On November 1, 42 million Americans faced heightened food insecurity when the Supplemental Nutrition Assistance Program (SNAP) halted benefits for the first time in its history due to a manufactured political crisis. In Massachusetts alone, 1.1 million residents, including 335,000 children, lost $240 million in monthly food assistance.
Nonprofits quickly mobilized—extending hours, opening emergency pantries, and fundraising—falling into the ongoing trap of charity standing in for government responsibility. In Massachusetts, the state government also set up a Food Insecurity Taskforce and allocated $22 million.
But make no mistake, these were stopgap solutions. Meanwhile, the $186 billion in cuts to SNAP passed by Congress in July mean the nation’s food security system’s inadequacies remain. To use Massachusetts as an example again, an estimated 175,000 residents statewide are expected to lose SNAP benefits, according to the Massachusetts Law Research Institute.
The Arithmetic of Impossibility
SNAP delivers nine times more meals than the entire Feeding America network of food banks combined. In a statement, the Greater Boston Food Bank emphasized, “There is no way our charitable food network can replace this essential program.”
Cuts to SNAP passed by Congress in July mean the nation’s food security system’s inadequacies remain.

▸ Data extracts

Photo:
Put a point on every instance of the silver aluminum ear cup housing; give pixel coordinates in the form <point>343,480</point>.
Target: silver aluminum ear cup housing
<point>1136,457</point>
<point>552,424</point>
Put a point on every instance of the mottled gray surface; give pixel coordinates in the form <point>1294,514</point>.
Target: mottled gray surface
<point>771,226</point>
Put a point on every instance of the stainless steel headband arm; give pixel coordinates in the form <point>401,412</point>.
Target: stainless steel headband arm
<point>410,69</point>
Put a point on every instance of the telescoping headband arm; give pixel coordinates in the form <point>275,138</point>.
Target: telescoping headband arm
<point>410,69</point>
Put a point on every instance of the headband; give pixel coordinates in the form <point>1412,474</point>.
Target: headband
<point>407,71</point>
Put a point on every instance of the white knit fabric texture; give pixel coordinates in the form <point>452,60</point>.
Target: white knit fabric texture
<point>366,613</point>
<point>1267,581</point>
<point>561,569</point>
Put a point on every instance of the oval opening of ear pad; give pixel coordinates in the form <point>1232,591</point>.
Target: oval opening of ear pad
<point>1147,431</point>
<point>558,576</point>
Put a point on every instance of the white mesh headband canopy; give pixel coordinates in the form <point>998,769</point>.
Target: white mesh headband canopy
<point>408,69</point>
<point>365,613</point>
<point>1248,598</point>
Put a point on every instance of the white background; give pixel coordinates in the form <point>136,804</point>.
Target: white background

▸ Work item
Reproduce the full SNAP cuts passage word for word. None of the entries are needed for this work.

▸ Result of this exercise
On November 1, 42 million Americans faced heightened food insecurity when the Supplemental Nutrition Assistance Program (SNAP) halted benefits for the first time in its history due to a manufactured political crisis. In Massachusetts alone, 1.1 million residents, including 335,000 children, lost $240 million in monthly food assistance.
Nonprofits quickly mobilized—extending hours, opening emergency pantries, and fundraising—falling into the ongoing trap of charity standing in for government responsibility. In Massachusetts, the state government also set up a Food Insecurity Taskforce and allocated $22 million.
But make no mistake, these were stopgap solutions. Meanwhile, the $186 billion in cuts to SNAP passed by Congress in July mean the nation’s food security system’s inadequacies remain. To use Massachusetts as an example again, an estimated 175,000 residents statewide are expected to lose SNAP benefits, according to the Massachusetts Law Research Institute.
The Arithmetic of Impossibility
SNAP delivers nine times more meals than the entire Feeding America network of food banks combined. In a statement, the Greater Boston Food Bank emphasized, “There is no way our charitable food network can replace this essential program.”
Cuts to SNAP passed by Congress in July mean the nation’s food security system’s inadequacies remain.